**Consignes:**
#1 Transcrivez le passage du texte sur la monnaie de cartes, en commençant par « Que faire quand on » et en poursuivant jusqu'à « dans le monde. ».
#2 Répondez aux questions suivantes d'après le texte sur la monnaie de cartes.
(a) En quelle année et dans quelle ville utilise-t-on des cartes à jouer faute d'argent papier ?
(b) Qui est l'intendant de Québec en l'an 1682 ?
(c) Par quels deux termes Benjamin Sulte qualifie-t-il le commerce par le troc dans la colonie ?

**Texte du document:**

┌──

Que faire quand on manque de « piastres »? En 1685 à Québec, faute d’argent papier, on utilise des cartes à jouer. Comme on n’exploite pas de métaux précieux en Nouvelle-France au 17e siècle, les administrateurs comptent sur l’arrivée des bateaux à chaque fin de saison, qui transportent de la monnaie sonnante depuis la France pour payer les fonctionnaires, les fournisseurs, les soldats et les commis. Mais que faire quand le transport prend du retard? Pire encore, s’il n’arrive jamais? Afin de pallier à ce problème, un personnage va trouver une solution tout à fait innovatrice : une monnaie de papier faite de cartes à jouer! Ce qu’on sait peu, c’est qu’il s’agit du premier cas d’utilisation de papier-monnaie en Amérique du Nord, et l’un des premiers dans le monde.

Monnaie de carte du Canada valant 50 livres. Au verso, les signatures de Duplessis, Vaudreuil et Begon, 1714.

En l’an 1682, l’intendant de Québec est Jacques de Meulles. Il doit son poste à ses liens familiaux avec le ministre Colbert, alors contrôleur général des finances de France au service du roi Louis XIV. Il est responsable du développement de la colonie à une époque difficile : les nations iroquoises sont de plus en plus hostiles, alors que le gouverneur Joseph-Antoine Le Febvre de La Barre, avec lequel il s’entend plutôt mal, mène une administration désastreuse, notamment sur le plan militaire. Pour faire obstacle aux maraudes des « sauvages », le roi envoie en 1684 un détachement de soldats pour garder les dépôts de pelleteries, mais « il oubli[e] de le payer tout en ordonnant de le faire vivre ». Évidemment… Les chargements de numéraires en provenance d’Europe n’arrivent qu’en fin de saison (quand ils finissent par arriver), créant toujours beaucoup de confusion dans la colonie en manque de liquidités. Les habitants en viennent à commercer par le troc, à la manière des Amérindiens. Benjamin Sulte (1841-1923), historien, journaliste, homme politique et poète québécois, déplore cet état des choses, le qualifiant de « primitif » et « par trop gênant ».

└──

**Éléments présentés:**

┌──

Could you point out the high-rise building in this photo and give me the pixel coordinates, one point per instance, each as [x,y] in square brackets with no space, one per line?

└──
┌──

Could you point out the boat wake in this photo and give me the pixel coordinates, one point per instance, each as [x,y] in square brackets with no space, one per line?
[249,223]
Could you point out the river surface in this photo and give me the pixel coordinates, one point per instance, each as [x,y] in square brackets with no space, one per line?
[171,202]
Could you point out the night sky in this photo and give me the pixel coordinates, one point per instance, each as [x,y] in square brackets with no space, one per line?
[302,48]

└──
┌──

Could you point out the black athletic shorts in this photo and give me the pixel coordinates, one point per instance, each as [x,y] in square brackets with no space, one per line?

└──

**Réponses:**
#1
Que faire quand on manque de « piastres »? En 1685 à Québec, faute d’argent papier, on utilise des cartes à jouer. Comme on n’exploite pas de métaux précieux en Nouvelle-France au 17e siècle, les administrateurs comptent sur l’arrivée des bateaux à chaque fin de saison, qui transportent de la monnaie sonnante depuis la France pour payer les fonctionnaires, les fournisseurs, les soldats et les commis. Mais que faire quand le transport prend du retard? Pire encore, s’il n’arrive jamais? Afin de pallier à ce problème, un personnage va trouver une solution tout à fait innovatrice : une monnaie de papier faite de cartes à jouer! Ce qu’on sait peu, c’est qu’il s’agit du premier cas d’utilisation de papier-monnaie en Amérique du Nord, et l’un des premiers dans le monde.

#2
(a) En 1685, à Québec.
(b) Jacques de Meulles.
(c) « primitif » et « par trop gênant ».